| Tasks to complete |
1. In the thread on college, why did one writer need 2-3 days per course instead of a single afternoon? Answer in one to three sentences.
2. Answer these questions from the thread on college:
(a) Which two companies donated large amounts of money to RIT?
(b) According to the writer's GPA, what was that writer's chance of a B?
(c) What saying is attributed to the computer departments?
3. Please reproduce the thread on college from "I went there" to "according to my GPA.", word for word.

| Article |

--------

It is my firm belief that everyone should study philosophy or humanities. Just to learn critical thinking and "how to think" part of it, without it all the other STEM subjects(science, tech, engineering, math) just doesn't connect well. Checking the beliefs and assumptions you hold dear to yourself is very important. Systems thinking is very important. Every subject interconnected to each other. Plus the type of people you hang out with is very important.
It's the former. RIT is a pretty good school for science, technology and visual arts (Kodak and Xerox donated stupid amounts of money over the years). Like any college, you get out what you put in. It also has its fair share of over-confident freshmen. You know the type: always the smartest person in the room all throughout high school. When they actually have to do work to keep up, they "lose interest." Sometimes they don't even understand what they don't understand, and start to think they can teach themselves as much in an afternoon as a course covers in a quarter. As they say in the computer departments, "If you can't hack it, pack it." Someone has to design those boxes for Apple.
None of this is to say that university is the one (or even best, or even a good) way for a specific individual to start his/her career. But college-bound kids could do much worse than RIT.
I went there for a few years, so take what I say with the appropriate amount of salt.
This thread is full of people who think this is impossible, but it's not. I pretty much did that when I was in school, and I had about a 60% chance of an A and a 30% chance of a B, according to my GPA.
I wasn't quite as quick as the poster -- the total amount of effort I put into a course probably amounted to 2-3 days of work, including time spent in classes and exams. But, I knew people who were easily an order of magnitude more productive than I was; for them, it would have been an afternoon of work. If you read quickly, you can finish reading a textbook in an afternoon. The extra time I burned was the time it took to work through enough exercises to convince myself that I really got the material. For some really easy classes, I only had to do one exercise per section to convince myself that I knew it, so it ended up being just one afternoon. There are plenty of people who are smarter than I am, who could do every class that way. I don't know if the writer of the original article is one of those people, but it doesn't sound implausible to me.

--------

| Supplied material |
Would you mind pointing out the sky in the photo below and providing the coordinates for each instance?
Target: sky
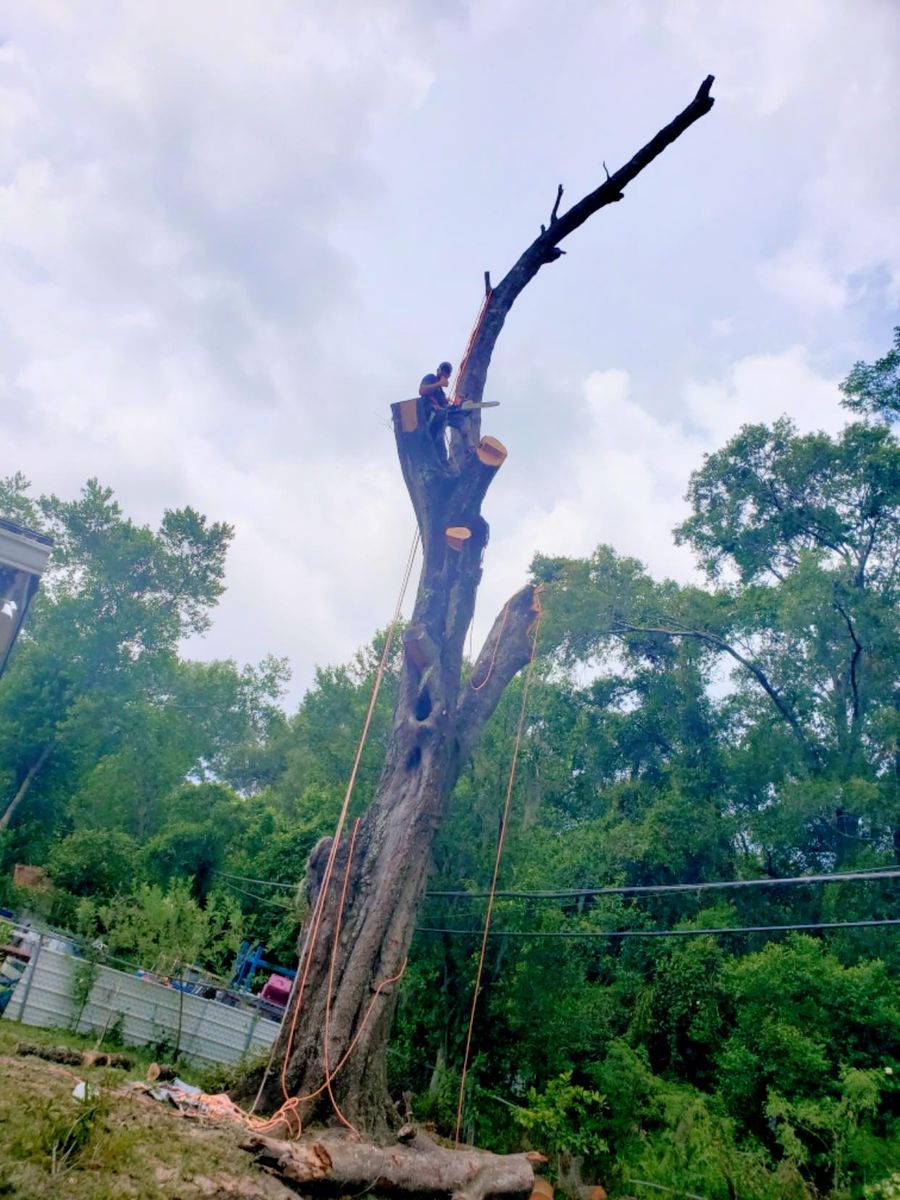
(232, 234)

--------

| Solutions |
1. The extra time went into working through enough exercises to be convinced of really knowing the material. In some very easy classes, one exercise per section was enough, so the course took only one afternoon.

2.
(a) Kodak and Xerox
(b) About 30%
(c) "If you can't hack it, pack it."

3.
I went there for a few years, so take what I say with the appropriate amount of salt.
This thread is full of people who think this is impossible, but it's not. I pretty much did that when I was in school, and I had about a 60% chance of an A and a 30% chance of a B, according to my GPA.